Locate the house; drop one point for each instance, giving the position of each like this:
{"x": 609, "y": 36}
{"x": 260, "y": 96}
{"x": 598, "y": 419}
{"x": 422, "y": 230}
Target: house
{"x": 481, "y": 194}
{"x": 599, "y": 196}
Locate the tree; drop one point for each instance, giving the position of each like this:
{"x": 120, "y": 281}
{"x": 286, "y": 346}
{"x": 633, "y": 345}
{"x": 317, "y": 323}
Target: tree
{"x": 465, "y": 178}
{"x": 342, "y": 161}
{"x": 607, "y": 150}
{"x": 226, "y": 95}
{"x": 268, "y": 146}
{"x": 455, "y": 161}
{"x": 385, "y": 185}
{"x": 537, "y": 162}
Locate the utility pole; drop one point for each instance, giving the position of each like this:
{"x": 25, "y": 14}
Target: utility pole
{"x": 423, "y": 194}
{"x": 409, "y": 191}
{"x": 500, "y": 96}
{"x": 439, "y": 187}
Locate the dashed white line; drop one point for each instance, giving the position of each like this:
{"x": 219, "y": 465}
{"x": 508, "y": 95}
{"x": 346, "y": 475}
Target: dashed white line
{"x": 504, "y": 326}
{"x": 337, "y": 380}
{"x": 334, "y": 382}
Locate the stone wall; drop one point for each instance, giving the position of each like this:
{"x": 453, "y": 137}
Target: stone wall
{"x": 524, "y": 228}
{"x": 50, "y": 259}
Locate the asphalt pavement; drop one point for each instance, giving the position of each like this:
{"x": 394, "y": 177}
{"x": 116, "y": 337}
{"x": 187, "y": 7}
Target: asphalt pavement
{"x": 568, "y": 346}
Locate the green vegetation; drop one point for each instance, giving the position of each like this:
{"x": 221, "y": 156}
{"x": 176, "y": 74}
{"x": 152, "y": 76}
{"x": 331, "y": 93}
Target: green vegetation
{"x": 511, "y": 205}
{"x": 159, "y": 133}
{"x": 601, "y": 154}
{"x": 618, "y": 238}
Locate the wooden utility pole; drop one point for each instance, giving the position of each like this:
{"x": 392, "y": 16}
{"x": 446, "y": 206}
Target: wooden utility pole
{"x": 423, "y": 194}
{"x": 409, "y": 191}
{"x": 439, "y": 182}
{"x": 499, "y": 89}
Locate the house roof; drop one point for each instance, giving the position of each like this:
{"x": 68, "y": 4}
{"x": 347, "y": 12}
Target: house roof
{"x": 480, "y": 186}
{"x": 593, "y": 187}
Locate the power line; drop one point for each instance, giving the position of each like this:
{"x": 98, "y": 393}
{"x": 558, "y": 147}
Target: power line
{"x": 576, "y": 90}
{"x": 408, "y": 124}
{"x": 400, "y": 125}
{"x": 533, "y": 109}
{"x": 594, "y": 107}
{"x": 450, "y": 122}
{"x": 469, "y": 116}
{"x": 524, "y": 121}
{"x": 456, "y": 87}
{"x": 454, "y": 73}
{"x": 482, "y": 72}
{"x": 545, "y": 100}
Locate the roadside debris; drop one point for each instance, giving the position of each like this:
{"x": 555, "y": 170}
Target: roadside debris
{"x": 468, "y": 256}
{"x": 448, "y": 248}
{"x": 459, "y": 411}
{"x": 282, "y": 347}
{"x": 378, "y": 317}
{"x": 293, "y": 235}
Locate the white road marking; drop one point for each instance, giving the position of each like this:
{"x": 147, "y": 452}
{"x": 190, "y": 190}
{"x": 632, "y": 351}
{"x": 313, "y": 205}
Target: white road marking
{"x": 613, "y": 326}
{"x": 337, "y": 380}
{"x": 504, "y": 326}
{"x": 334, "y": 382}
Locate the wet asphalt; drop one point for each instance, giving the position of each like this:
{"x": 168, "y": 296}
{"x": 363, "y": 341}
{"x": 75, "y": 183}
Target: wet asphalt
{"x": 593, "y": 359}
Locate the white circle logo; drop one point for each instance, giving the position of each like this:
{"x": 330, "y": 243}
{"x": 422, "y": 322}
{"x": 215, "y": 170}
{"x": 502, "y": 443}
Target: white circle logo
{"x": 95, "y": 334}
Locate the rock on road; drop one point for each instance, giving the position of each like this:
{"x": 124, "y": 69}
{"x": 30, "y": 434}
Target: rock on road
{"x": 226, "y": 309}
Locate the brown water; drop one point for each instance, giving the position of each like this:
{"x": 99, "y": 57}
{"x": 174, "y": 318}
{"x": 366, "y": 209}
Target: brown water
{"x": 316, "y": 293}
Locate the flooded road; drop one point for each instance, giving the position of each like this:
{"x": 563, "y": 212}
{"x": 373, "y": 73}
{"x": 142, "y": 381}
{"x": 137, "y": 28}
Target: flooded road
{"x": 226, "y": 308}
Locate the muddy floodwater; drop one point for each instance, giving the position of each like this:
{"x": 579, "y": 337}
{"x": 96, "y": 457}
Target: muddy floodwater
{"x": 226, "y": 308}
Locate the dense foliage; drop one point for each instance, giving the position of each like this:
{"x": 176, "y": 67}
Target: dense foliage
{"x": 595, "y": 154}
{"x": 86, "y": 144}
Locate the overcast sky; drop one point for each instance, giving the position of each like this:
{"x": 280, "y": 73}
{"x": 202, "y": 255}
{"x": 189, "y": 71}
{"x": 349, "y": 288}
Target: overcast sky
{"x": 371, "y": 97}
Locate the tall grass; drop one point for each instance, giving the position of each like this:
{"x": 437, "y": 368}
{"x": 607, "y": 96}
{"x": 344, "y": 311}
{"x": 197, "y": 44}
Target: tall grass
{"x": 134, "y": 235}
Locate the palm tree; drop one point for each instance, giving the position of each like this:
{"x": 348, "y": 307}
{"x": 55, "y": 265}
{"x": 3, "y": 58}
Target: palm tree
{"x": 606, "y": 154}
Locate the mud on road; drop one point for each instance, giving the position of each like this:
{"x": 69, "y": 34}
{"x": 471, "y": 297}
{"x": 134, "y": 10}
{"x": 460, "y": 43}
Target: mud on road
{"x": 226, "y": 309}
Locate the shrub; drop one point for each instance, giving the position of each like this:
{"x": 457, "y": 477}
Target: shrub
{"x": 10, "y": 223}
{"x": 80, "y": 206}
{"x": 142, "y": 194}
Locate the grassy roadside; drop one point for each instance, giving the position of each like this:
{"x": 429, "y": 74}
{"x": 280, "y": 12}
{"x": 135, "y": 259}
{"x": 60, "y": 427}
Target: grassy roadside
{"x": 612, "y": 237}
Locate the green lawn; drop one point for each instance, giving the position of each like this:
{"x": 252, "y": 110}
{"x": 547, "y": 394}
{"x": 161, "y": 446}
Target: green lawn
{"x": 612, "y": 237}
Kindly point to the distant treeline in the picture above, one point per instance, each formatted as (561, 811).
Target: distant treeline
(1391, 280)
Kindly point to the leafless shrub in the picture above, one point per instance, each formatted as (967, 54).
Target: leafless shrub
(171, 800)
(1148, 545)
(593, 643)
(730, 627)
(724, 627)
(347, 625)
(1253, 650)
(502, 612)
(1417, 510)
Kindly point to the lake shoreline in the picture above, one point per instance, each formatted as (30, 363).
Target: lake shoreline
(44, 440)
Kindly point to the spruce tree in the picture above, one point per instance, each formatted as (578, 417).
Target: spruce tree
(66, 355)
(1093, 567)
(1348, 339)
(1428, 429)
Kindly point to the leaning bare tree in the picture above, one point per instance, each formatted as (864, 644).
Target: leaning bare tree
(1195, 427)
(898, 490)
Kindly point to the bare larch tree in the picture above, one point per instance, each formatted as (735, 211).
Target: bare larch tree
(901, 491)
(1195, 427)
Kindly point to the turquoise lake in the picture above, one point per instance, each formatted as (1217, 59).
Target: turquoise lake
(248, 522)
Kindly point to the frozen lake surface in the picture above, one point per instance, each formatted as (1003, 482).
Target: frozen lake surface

###

Please rewrite every line of the entries from the one containing "Kindly point to the turquoise" through the end of the entries, raising each coordinate in the answers by 16 and keeping all other text as it is.

The result —
Kindly point to the turquoise lake in the picture above, one point per instance, each formatted as (1217, 59).
Target: turquoise lake
(264, 538)
Kindly point to the frozen lake surface in the picture above, one point per instance, each formatted as (1003, 482).
Target: frozen lake surface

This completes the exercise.